> **Task prompt**: Exactly as they appear, output all of the records. Skip any images.

> **Given data**:
==========

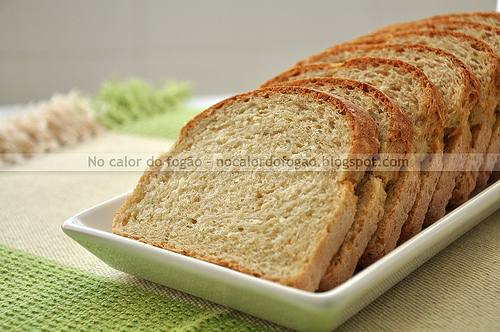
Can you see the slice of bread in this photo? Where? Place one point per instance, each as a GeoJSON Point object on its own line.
{"type": "Point", "coordinates": [484, 63]}
{"type": "Point", "coordinates": [418, 97]}
{"type": "Point", "coordinates": [492, 19]}
{"type": "Point", "coordinates": [487, 33]}
{"type": "Point", "coordinates": [396, 138]}
{"type": "Point", "coordinates": [460, 89]}
{"type": "Point", "coordinates": [283, 225]}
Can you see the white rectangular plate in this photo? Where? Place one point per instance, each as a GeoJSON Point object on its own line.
{"type": "Point", "coordinates": [280, 304]}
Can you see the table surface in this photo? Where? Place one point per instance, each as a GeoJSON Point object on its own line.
{"type": "Point", "coordinates": [456, 290]}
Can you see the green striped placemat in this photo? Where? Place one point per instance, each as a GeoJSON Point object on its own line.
{"type": "Point", "coordinates": [37, 294]}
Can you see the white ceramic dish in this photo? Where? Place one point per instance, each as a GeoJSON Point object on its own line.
{"type": "Point", "coordinates": [284, 305]}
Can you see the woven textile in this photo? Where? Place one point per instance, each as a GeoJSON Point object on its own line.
{"type": "Point", "coordinates": [37, 294]}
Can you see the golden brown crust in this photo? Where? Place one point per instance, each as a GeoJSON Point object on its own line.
{"type": "Point", "coordinates": [469, 83]}
{"type": "Point", "coordinates": [492, 18]}
{"type": "Point", "coordinates": [449, 24]}
{"type": "Point", "coordinates": [436, 112]}
{"type": "Point", "coordinates": [400, 130]}
{"type": "Point", "coordinates": [369, 211]}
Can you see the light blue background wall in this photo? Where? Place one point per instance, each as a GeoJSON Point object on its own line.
{"type": "Point", "coordinates": [221, 46]}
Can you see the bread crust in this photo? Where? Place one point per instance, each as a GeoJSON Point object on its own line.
{"type": "Point", "coordinates": [489, 34]}
{"type": "Point", "coordinates": [482, 113]}
{"type": "Point", "coordinates": [491, 18]}
{"type": "Point", "coordinates": [457, 129]}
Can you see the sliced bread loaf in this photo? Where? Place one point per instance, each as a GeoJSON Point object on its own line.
{"type": "Point", "coordinates": [460, 89]}
{"type": "Point", "coordinates": [488, 34]}
{"type": "Point", "coordinates": [283, 225]}
{"type": "Point", "coordinates": [396, 138]}
{"type": "Point", "coordinates": [484, 63]}
{"type": "Point", "coordinates": [418, 97]}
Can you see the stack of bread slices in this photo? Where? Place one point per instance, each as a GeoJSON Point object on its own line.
{"type": "Point", "coordinates": [288, 182]}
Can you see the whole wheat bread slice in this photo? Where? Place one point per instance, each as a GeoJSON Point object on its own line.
{"type": "Point", "coordinates": [460, 89]}
{"type": "Point", "coordinates": [418, 97]}
{"type": "Point", "coordinates": [396, 139]}
{"type": "Point", "coordinates": [492, 19]}
{"type": "Point", "coordinates": [484, 32]}
{"type": "Point", "coordinates": [484, 63]}
{"type": "Point", "coordinates": [283, 225]}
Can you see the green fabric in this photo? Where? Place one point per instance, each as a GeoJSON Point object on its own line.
{"type": "Point", "coordinates": [120, 102]}
{"type": "Point", "coordinates": [166, 125]}
{"type": "Point", "coordinates": [37, 294]}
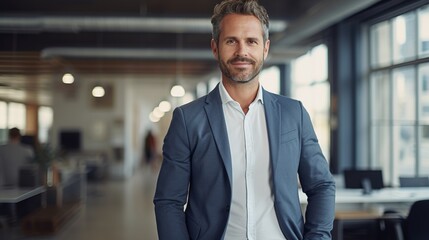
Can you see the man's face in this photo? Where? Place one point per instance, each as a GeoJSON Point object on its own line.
{"type": "Point", "coordinates": [241, 50]}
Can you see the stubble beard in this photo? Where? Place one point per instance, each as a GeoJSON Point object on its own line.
{"type": "Point", "coordinates": [241, 77]}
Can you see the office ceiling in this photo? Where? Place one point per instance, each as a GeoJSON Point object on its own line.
{"type": "Point", "coordinates": [40, 39]}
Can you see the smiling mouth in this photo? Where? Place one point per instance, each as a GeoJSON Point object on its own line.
{"type": "Point", "coordinates": [241, 61]}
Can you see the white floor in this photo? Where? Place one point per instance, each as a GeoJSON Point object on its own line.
{"type": "Point", "coordinates": [118, 209]}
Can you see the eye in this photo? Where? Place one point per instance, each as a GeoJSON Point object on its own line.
{"type": "Point", "coordinates": [253, 42]}
{"type": "Point", "coordinates": [230, 41]}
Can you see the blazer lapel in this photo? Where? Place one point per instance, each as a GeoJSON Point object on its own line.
{"type": "Point", "coordinates": [216, 119]}
{"type": "Point", "coordinates": [274, 121]}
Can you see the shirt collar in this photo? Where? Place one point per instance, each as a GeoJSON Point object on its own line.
{"type": "Point", "coordinates": [225, 97]}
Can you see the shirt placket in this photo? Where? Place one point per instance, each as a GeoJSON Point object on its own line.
{"type": "Point", "coordinates": [250, 194]}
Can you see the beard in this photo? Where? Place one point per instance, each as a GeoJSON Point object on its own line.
{"type": "Point", "coordinates": [240, 75]}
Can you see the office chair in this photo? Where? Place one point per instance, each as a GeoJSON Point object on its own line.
{"type": "Point", "coordinates": [413, 227]}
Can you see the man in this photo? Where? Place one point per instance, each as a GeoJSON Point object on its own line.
{"type": "Point", "coordinates": [13, 155]}
{"type": "Point", "coordinates": [231, 158]}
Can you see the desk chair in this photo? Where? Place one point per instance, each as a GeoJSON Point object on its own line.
{"type": "Point", "coordinates": [414, 181]}
{"type": "Point", "coordinates": [413, 227]}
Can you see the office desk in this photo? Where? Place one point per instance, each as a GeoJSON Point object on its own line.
{"type": "Point", "coordinates": [353, 206]}
{"type": "Point", "coordinates": [12, 196]}
{"type": "Point", "coordinates": [385, 195]}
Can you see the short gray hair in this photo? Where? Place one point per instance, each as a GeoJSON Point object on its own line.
{"type": "Point", "coordinates": [244, 7]}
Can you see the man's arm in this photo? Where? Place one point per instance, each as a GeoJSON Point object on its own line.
{"type": "Point", "coordinates": [172, 187]}
{"type": "Point", "coordinates": [317, 182]}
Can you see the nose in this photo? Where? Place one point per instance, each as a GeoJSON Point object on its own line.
{"type": "Point", "coordinates": [241, 50]}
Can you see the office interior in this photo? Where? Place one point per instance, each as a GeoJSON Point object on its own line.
{"type": "Point", "coordinates": [88, 81]}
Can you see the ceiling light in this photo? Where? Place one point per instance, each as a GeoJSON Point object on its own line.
{"type": "Point", "coordinates": [98, 91]}
{"type": "Point", "coordinates": [68, 78]}
{"type": "Point", "coordinates": [165, 106]}
{"type": "Point", "coordinates": [153, 118]}
{"type": "Point", "coordinates": [158, 113]}
{"type": "Point", "coordinates": [177, 91]}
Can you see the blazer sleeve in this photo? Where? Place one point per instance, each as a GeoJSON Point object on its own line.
{"type": "Point", "coordinates": [317, 183]}
{"type": "Point", "coordinates": [173, 180]}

==========

> **Response for this exercise**:
Can you see the slice of bread in this photo? Where? Place one point per instance, each as a GeoJSON Point object on its own line.
{"type": "Point", "coordinates": [484, 63]}
{"type": "Point", "coordinates": [418, 97]}
{"type": "Point", "coordinates": [492, 19]}
{"type": "Point", "coordinates": [487, 33]}
{"type": "Point", "coordinates": [396, 138]}
{"type": "Point", "coordinates": [460, 89]}
{"type": "Point", "coordinates": [283, 225]}
Can you see the white rectangular plate in this photo? Where? Place one point per instance, each as a GeoJSON Point object on its own line.
{"type": "Point", "coordinates": [280, 304]}
Can you see the table surface in this photo? Where? Place one point per instance, each as a GeoJSON Point object on its own line.
{"type": "Point", "coordinates": [456, 290]}
Can you see the green striped placemat in this photo? Where? Place one point per instance, each as a GeoJSON Point object on its own line.
{"type": "Point", "coordinates": [37, 294]}
Can you see the white ceramic dish in this photo? Where? Place one point per instance, each as a GeoJSON Point object on its own line.
{"type": "Point", "coordinates": [284, 305]}
Can you see the woven textile in this photo? Where? Place one point per instance, each as a GeoJSON Point object on its own line.
{"type": "Point", "coordinates": [37, 294]}
Can you see the golden brown crust in this photo? Where? Place one point per instance, each as a GeoJSON Point object on its own line.
{"type": "Point", "coordinates": [469, 83]}
{"type": "Point", "coordinates": [492, 18]}
{"type": "Point", "coordinates": [449, 24]}
{"type": "Point", "coordinates": [436, 112]}
{"type": "Point", "coordinates": [400, 130]}
{"type": "Point", "coordinates": [369, 211]}
Can you see the light blue background wall in this photo? Where? Place one point per instance, each as a GeoJSON Point object on its own line.
{"type": "Point", "coordinates": [221, 46]}
Can you see the bread crust in this photo? Where? Place one point per instance, each as a GeoJSON Point object on its own line.
{"type": "Point", "coordinates": [489, 34]}
{"type": "Point", "coordinates": [482, 113]}
{"type": "Point", "coordinates": [491, 18]}
{"type": "Point", "coordinates": [457, 129]}
Can you see the sliced bread loaf in this photo? Where? Place one point per instance, each as a GeoJSON Point object on its own line.
{"type": "Point", "coordinates": [460, 89]}
{"type": "Point", "coordinates": [488, 34]}
{"type": "Point", "coordinates": [283, 225]}
{"type": "Point", "coordinates": [396, 138]}
{"type": "Point", "coordinates": [484, 63]}
{"type": "Point", "coordinates": [418, 97]}
Can you see the stack of bread slices in this photo? Where? Place one point per instance, each as a GeoJSON Point object on its own line.
{"type": "Point", "coordinates": [288, 182]}
Can you see the whole wheat bread slice in this photo? Where? Place one point per instance, each as a GeoJSON Point object on its own line.
{"type": "Point", "coordinates": [460, 89]}
{"type": "Point", "coordinates": [418, 97]}
{"type": "Point", "coordinates": [396, 139]}
{"type": "Point", "coordinates": [492, 19]}
{"type": "Point", "coordinates": [484, 32]}
{"type": "Point", "coordinates": [484, 63]}
{"type": "Point", "coordinates": [283, 225]}
Can you see the green fabric in this photo? Where? Place one point per instance, each as a GeoJSON Point object on its own line.
{"type": "Point", "coordinates": [120, 102]}
{"type": "Point", "coordinates": [166, 125]}
{"type": "Point", "coordinates": [37, 294]}
Can you see the man's face in this photo? Where? Place one point per instance, each as a GeoJSON Point object on its own line.
{"type": "Point", "coordinates": [241, 50]}
Can you see the stubble beard in this photo? Where? Place one point per instance, each as a GeoJSON Point object on its own line.
{"type": "Point", "coordinates": [241, 77]}
Can you see the office ceiling in this photo? Where? Place one point per instance, each as a GeoJSON Point object on its own line.
{"type": "Point", "coordinates": [40, 39]}
Can you see the smiling mouth in this photo? Where? Place one point per instance, each as a GeoJSON Point object on its own line.
{"type": "Point", "coordinates": [241, 61]}
Can you see the white floor in this photo? Where? Place one point per instance, each as a GeoJSON Point object on its own line.
{"type": "Point", "coordinates": [118, 209]}
Can you see the eye in this photo? Where? Place one point per instance, each as a GeoJSON Point object on its own line.
{"type": "Point", "coordinates": [253, 42]}
{"type": "Point", "coordinates": [230, 41]}
Can you see the blazer lapel in this photo? Where? Place one point per instance, each as a GeoJSON Point object on its own line.
{"type": "Point", "coordinates": [216, 119]}
{"type": "Point", "coordinates": [274, 121]}
Can you see the shirt collar in this photo? Where? Place one point per instance, each as a GeoJSON Point object on its own line.
{"type": "Point", "coordinates": [225, 97]}
Can you see the shirt placket in this photo? Where? Place one point per instance, each as a GeoJSON Point object on its own line.
{"type": "Point", "coordinates": [250, 194]}
Can you see the beard in this photo? Where? Place one point per instance, each as a GeoJSON Point object on its own line.
{"type": "Point", "coordinates": [240, 75]}
Can you see the office chair in this photo? Where? Place one point per instance, each as a GeoJSON Point object on its own line.
{"type": "Point", "coordinates": [413, 227]}
Can you see the man in this photo? Where? Place one point per instance, each as a GeoJSON Point object on its own line.
{"type": "Point", "coordinates": [13, 155]}
{"type": "Point", "coordinates": [231, 158]}
Can you see the desk chair in this photo? Where? Place one point per instance, each as a GeoJSON Point object on its own line.
{"type": "Point", "coordinates": [414, 181]}
{"type": "Point", "coordinates": [413, 227]}
Can you see the office desk in this photo? Where? Place one point per instance, each as a GeoJSON Point object on its own line.
{"type": "Point", "coordinates": [353, 206]}
{"type": "Point", "coordinates": [12, 196]}
{"type": "Point", "coordinates": [385, 195]}
Can you see the short gray hair in this photo? Where? Place one point per instance, each as a GeoJSON Point object on its own line.
{"type": "Point", "coordinates": [244, 7]}
Can you see the man's arm in this photo? Where? Place one point per instance, each as a GeoJSON Point object on its own line.
{"type": "Point", "coordinates": [172, 187]}
{"type": "Point", "coordinates": [317, 182]}
Can you see the nose in this photo? Where? Place one point per instance, each as a GeoJSON Point object on its own line.
{"type": "Point", "coordinates": [241, 50]}
Can you see the office interior in this photo? Where? Place one point per instance, each as a GeoJSON Point object on its own line.
{"type": "Point", "coordinates": [88, 81]}
Can you see the ceiling light in this photo? Where? Place one point per instance, each as a GeoJSON Point object on its own line.
{"type": "Point", "coordinates": [98, 91]}
{"type": "Point", "coordinates": [68, 78]}
{"type": "Point", "coordinates": [165, 106]}
{"type": "Point", "coordinates": [153, 118]}
{"type": "Point", "coordinates": [158, 113]}
{"type": "Point", "coordinates": [177, 91]}
Can you see the blazer sleeve in this photo? Where? Place one point per instance, each as a GeoJSON Point object on its own line.
{"type": "Point", "coordinates": [317, 183]}
{"type": "Point", "coordinates": [173, 180]}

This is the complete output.